Red and Green Christmas Enchiladas
By Rj Jaramillo, CookLikeADad
Growing up in Southern California, the holiday season always reminds me of the special Mexican meals that were made at my family home. I can remember large gatherings of Grandparents, Aunts, Uncles, and lots of cousins filling the kitchen and dining room with laughter and joy while preparing these traditional recipes.
One of my favorite dishes as a kid was the Christmas Enchiladas. These enchiladas were made with both the Red and Green sauces to incorporate the holiday colors of Christmas. When prepared together, the Christmas Enchiladas allows you to taste a perfect combination of both Beef (Red) and Chicken (Green) Enchiladas in one serving.
This version of Christmas Enchiladas incorporates the convenience of ready made meats and sauces that can help speed up the cooking time, without compromising the flavor. Give it a try!

+ + + + + + +

# WRITTEN INSTRUCTION 1
Count the lines in the listing that contain the string "building", treating uppercase and lowercase as different. Reply with the number only.
# WRITTEN INSTRUCTION 2
Pick up the piece on Christmas enchiladas after its final sentence and keep writing it.
The listing that follows is unrelated to the text about Christmas enchiladas.

# RAW DATA
+ + + + + + +

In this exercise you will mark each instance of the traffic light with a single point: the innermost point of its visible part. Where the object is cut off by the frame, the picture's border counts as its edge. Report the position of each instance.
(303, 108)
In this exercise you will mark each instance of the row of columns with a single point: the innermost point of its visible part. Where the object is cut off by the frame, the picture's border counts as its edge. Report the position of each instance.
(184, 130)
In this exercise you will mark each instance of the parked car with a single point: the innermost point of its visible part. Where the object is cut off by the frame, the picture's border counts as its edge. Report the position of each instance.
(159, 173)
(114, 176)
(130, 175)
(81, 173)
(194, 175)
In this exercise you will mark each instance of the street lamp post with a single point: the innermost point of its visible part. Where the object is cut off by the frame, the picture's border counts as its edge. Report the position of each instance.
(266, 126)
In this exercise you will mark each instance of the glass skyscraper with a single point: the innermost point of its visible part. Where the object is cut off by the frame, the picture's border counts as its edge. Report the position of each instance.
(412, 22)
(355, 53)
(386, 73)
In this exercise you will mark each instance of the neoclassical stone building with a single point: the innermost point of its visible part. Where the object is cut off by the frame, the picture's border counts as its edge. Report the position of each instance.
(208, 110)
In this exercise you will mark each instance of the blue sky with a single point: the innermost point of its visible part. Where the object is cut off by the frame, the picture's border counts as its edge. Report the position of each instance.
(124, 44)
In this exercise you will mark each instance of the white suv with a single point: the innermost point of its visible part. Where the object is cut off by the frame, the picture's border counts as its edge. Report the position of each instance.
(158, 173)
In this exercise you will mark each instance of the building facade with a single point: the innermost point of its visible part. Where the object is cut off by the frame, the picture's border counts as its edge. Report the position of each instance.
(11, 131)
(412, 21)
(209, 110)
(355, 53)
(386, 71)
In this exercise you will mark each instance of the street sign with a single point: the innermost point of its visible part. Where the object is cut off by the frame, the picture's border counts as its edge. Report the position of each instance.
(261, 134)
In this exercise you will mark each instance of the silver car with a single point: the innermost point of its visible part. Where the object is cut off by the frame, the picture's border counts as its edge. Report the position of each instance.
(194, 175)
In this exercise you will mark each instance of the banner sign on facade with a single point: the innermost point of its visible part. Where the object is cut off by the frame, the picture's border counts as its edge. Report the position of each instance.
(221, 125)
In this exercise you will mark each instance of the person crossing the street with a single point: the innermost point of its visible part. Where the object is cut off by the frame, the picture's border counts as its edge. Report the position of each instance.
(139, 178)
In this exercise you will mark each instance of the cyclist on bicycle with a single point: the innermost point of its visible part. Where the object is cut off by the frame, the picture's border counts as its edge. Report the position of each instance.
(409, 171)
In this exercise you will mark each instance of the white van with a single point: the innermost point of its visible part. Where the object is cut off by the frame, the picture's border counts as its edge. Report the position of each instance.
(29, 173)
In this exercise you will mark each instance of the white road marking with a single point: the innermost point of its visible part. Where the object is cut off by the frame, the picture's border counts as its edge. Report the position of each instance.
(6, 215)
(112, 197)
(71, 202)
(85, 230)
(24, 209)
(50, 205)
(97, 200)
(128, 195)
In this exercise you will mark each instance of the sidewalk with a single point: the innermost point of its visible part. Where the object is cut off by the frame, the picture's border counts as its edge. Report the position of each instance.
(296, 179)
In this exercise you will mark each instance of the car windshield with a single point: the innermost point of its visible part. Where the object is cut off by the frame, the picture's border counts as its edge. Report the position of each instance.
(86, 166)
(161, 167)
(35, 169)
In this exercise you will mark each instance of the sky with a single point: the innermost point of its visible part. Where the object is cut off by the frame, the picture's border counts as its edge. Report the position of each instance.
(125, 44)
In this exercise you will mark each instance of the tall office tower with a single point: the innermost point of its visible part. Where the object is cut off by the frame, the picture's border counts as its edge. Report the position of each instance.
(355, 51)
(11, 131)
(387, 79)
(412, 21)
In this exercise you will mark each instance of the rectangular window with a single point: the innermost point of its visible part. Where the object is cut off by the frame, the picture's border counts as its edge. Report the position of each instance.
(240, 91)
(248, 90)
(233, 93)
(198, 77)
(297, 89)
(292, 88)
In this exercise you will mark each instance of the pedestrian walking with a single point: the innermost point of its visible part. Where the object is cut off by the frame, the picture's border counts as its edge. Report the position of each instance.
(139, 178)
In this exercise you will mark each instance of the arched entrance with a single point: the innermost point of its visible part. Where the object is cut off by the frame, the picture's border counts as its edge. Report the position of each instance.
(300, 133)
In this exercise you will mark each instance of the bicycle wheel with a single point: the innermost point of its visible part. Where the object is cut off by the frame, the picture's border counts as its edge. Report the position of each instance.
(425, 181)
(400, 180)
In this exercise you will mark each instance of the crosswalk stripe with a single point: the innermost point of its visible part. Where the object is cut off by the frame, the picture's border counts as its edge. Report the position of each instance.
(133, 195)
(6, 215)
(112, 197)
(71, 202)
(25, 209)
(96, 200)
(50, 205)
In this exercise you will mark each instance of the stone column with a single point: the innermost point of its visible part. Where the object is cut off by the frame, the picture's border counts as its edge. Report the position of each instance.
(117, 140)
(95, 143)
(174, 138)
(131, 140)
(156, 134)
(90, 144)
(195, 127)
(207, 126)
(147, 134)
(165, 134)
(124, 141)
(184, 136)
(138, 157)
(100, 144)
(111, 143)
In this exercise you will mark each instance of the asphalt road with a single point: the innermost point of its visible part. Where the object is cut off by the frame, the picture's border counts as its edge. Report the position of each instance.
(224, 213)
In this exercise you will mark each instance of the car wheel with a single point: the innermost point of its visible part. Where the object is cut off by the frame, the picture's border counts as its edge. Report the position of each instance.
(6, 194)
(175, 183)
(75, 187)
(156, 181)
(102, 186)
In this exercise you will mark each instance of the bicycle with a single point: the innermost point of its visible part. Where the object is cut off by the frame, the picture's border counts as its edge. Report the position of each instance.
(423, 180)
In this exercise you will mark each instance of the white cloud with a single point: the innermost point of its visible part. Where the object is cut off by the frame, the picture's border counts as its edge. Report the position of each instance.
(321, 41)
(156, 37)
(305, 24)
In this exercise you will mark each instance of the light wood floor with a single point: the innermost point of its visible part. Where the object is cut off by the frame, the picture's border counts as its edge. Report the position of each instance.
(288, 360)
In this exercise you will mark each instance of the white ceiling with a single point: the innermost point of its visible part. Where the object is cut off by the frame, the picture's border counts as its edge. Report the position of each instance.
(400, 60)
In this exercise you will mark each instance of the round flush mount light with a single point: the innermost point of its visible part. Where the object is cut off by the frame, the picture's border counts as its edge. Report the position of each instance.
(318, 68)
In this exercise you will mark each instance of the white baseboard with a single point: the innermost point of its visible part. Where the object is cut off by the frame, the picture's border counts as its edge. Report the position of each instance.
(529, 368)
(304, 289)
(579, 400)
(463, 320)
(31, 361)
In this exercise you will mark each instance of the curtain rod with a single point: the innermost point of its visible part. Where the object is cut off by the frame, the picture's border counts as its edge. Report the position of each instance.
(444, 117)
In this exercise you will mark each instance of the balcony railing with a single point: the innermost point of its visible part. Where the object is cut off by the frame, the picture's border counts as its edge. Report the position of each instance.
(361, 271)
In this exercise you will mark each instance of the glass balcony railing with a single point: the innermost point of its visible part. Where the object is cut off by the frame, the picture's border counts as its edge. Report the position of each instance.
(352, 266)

+ + + + + + +

# WRITTEN RESPONSE 1
2

# WRITTEN RESPONSE 2
Ingredients: Makes 8-10 servings
(1) 28 oz. Can of La Victoria Green Enchilada Sauce, Mild
(1) 28 oz. Can of La Victoria Red Enchilada Sauce, Mild
(1) 16 oz. Jar of La Victoria Chunky Green Salsa Verde
(1) 4 oz. Can of La Victoria, Green Chilies, Mild
(1) 6 oz. Can of El Pato, Tomato /Jalapeño Sauce
(1) Package of Mission Corn Tortillas, 20 Count
(2) 12 oz. Cans of Roast Beef, drained and rinsed
(2) 12 oz. Cans of White Chicken, drained and rinsed
(1) 16 oz. Package of Monterey Jack Cheese
(1) Medium Brown Onion, Chopped fine
(2) Tablespoons of Oregano Leaves/Flakes
(2) Tablespoons of Garlic, Minced
(2) Teaspoons Chipotle Powder
Prep Time: 15 – 20 minutes
Cooking Time: 20 Minutes
Oven Pre-Heated: 385 Degrees
Kitchen Equipment: Cooking Oil, 4 Medium sized Bowls, Fry Pan, 9-inch Casserole Dish, Oven and Microwave.
Cooking Steps: Prep the Meat and Heat the Tortillas
The first step in this recipe is to get the tortillas warmed up and the Beef and Chicken prepped. Like all of my recipes, I like to offer flexibility with my recipes and allow my readers to maximize their time efficiency. You can either re-heat the Corn Tortillas in the Microwave by taking them out of the package and wrapped with a damp paper towel for 40 – 50 seconds on high heat. You can also take a dry fry pan and reheat the tortillas. Keep them covered or back in the bag when done; the key here is to have them warm and ready for the future steps.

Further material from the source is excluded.